## Extrait choisi:
***

Taichi : un circuit intégré photonique rapide et hautement économe en énergie
Dans un article publié jeudi dans la revue Science, l'équipe de scientifiques de l'université chinois Tsinghua, dirigée par les professeurs Dai Qionghai et Fang Lu, a démontré comment son circuit intégré photonique (photonic integrated circuit - PIC) Taichi surpasse les puces électroniques traditionnelles dans des tâches comme la formation à la reconnaissance d'images et la génération de contenu. L'article indique que Taichi peut exécuter des tâches d'IA aussi bien que ses homologues électroniques avec un millième de l'énergie consommée. Ce développement pourrait permettre d'améliorer l'efficacité énergétique de l'IA.

***

[Données d'expressions référentielles]

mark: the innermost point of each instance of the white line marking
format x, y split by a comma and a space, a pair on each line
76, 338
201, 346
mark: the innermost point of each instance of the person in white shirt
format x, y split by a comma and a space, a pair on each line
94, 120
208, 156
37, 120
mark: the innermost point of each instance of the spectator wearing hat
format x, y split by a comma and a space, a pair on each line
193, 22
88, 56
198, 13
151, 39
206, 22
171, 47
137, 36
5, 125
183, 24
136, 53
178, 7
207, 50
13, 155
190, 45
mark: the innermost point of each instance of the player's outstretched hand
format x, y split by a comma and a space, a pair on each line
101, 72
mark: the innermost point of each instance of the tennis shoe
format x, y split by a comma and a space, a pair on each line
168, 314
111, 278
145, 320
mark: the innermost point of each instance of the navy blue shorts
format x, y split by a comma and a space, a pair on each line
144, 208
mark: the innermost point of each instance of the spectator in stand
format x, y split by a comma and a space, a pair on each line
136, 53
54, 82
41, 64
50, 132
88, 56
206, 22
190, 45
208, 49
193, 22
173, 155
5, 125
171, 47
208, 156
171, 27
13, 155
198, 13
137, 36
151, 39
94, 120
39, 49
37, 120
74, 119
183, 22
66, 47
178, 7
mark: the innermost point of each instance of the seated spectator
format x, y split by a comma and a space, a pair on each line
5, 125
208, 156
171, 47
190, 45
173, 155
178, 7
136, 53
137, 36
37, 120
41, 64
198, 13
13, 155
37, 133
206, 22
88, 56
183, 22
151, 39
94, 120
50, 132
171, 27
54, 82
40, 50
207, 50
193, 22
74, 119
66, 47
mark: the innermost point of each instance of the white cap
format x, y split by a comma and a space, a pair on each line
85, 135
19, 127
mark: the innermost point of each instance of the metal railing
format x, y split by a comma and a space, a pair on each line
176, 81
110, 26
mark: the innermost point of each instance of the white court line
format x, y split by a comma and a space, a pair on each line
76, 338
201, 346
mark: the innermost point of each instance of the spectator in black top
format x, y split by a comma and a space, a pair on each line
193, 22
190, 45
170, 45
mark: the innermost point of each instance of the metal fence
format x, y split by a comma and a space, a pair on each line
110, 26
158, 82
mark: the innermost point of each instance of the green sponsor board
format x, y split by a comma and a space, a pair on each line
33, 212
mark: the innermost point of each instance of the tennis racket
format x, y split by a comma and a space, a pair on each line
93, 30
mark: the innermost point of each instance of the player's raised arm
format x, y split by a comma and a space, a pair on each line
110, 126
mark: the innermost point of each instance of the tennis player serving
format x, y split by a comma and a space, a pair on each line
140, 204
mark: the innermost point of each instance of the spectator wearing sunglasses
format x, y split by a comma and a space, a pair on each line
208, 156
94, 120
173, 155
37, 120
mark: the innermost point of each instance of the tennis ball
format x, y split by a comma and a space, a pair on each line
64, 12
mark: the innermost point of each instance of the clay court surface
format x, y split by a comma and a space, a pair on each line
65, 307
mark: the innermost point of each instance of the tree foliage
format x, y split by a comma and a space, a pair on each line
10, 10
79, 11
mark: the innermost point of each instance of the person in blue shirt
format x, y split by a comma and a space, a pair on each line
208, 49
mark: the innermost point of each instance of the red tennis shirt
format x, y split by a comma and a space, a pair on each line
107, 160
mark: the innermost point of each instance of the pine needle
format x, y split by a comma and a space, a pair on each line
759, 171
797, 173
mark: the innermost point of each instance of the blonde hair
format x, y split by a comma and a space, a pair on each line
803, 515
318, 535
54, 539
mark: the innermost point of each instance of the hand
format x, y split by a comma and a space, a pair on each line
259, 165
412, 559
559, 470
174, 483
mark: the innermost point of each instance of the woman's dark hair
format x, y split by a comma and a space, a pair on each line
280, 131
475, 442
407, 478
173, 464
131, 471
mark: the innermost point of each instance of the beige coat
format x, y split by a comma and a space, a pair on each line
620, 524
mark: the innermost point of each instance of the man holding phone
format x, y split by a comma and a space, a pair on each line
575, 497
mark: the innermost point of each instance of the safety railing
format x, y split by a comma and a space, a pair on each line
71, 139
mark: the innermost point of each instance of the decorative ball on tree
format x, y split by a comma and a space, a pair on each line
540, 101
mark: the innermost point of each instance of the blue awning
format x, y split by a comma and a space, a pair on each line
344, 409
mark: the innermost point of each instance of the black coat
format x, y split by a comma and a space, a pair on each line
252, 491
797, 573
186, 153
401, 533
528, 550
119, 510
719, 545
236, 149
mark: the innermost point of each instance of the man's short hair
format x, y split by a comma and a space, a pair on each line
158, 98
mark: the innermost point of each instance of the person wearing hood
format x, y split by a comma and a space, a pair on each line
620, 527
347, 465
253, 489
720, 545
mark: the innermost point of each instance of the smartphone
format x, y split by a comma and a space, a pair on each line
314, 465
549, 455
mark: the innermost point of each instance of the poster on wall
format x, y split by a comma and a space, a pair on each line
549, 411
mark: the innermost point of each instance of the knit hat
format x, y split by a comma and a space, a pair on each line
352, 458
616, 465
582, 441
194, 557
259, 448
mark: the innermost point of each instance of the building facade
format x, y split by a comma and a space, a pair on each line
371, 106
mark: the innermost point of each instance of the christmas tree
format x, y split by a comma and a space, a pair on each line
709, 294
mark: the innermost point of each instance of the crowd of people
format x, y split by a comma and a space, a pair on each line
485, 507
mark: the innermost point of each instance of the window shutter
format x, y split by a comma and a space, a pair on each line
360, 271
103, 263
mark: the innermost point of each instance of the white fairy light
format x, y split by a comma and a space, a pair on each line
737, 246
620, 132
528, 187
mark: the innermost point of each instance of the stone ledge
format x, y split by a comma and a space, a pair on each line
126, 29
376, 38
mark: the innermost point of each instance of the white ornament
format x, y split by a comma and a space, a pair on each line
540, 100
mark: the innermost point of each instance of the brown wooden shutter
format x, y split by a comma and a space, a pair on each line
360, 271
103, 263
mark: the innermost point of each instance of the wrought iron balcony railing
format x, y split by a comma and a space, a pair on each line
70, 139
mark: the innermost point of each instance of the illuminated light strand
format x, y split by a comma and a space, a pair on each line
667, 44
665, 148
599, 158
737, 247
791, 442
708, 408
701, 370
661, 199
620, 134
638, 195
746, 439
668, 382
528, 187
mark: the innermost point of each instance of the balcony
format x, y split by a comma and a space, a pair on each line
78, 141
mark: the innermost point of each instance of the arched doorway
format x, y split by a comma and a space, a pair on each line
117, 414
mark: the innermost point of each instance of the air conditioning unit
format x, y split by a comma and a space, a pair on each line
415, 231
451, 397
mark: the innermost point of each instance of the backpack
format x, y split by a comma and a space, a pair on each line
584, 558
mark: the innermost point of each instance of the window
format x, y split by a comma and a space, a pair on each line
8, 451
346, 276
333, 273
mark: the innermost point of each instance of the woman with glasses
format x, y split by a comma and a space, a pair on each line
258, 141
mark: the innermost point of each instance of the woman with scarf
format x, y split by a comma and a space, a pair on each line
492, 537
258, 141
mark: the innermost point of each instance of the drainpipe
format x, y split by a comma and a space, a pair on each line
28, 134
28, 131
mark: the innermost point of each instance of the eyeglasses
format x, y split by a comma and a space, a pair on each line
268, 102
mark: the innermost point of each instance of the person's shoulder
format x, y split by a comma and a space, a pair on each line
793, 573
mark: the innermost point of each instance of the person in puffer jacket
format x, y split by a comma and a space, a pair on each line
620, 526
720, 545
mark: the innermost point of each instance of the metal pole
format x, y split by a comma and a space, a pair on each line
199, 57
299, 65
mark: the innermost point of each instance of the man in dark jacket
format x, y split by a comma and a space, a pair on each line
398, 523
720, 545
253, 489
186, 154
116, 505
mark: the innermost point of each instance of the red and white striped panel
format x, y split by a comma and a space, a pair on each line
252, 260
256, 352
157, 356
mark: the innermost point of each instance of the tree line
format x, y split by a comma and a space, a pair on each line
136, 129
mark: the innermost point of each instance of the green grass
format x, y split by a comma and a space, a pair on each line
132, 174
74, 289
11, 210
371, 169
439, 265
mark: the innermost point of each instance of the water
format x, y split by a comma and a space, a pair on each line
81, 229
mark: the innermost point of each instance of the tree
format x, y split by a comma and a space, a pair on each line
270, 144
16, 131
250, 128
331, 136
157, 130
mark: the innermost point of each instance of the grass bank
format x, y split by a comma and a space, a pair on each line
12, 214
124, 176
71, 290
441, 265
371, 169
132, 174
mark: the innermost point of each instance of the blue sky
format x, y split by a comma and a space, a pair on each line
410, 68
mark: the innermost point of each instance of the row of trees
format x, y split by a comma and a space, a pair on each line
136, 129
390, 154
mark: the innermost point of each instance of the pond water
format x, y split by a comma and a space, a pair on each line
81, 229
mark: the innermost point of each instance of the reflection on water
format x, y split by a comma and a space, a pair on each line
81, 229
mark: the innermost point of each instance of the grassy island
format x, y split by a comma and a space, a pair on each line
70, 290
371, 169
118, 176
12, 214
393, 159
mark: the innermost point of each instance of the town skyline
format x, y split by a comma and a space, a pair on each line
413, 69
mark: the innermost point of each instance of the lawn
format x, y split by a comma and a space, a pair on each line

***

## Questions de lecture:
[1] Restituez mot pour mot le passage du texte sur la puce Taichi qui va de "Taichi : un" jusqu'à "énergétique de l'IA.".
[2] Résumez sous forme de liste le paragraphe du texte sur la puce Taichi qui commence par « Dans un article publié jeudi », en gardant ses faits principaux.

## Liste des réponses:
[1]
Taichi : un circuit intégré photonique rapide et hautement économe en énergie
Dans un article publié jeudi dans la revue Science, l'équipe de scientifiques de l'université chinois Tsinghua, dirigée par les professeurs Dai Qionghai et Fang Lu, a démontré comment son circuit intégré photonique (photonic integrated circuit - PIC) Taichi surpasse les puces électroniques traditionnelles dans des tâches comme la formation à la reconnaissance d'images et la génération de contenu. L'article indique que Taichi peut exécuter des tâches d'IA aussi bien que ses homologues électroniques avec un millième de l'énergie consommée. Ce développement pourrait permettre d'améliorer l'efficacité énergétique de l'IA.

[2]
- Un article est paru jeudi dans la revue Science. Il vient d'une équipe de l'université Tsinghua menée par les professeurs Dai Qionghai et Fang Lu.
- Selon cet article, leur circuit intégré photonique Taichi fait mieux que les puces électroniques traditionnelles pour la formation à la reconnaissance d'images et pour la génération de contenu.
- Taichi exécute des tâches d'IA aussi bien que les puces électroniques, avec un millième de l'énergie.
- Ce progrès pourrait améliorer l'efficacité énergétique de l'IA.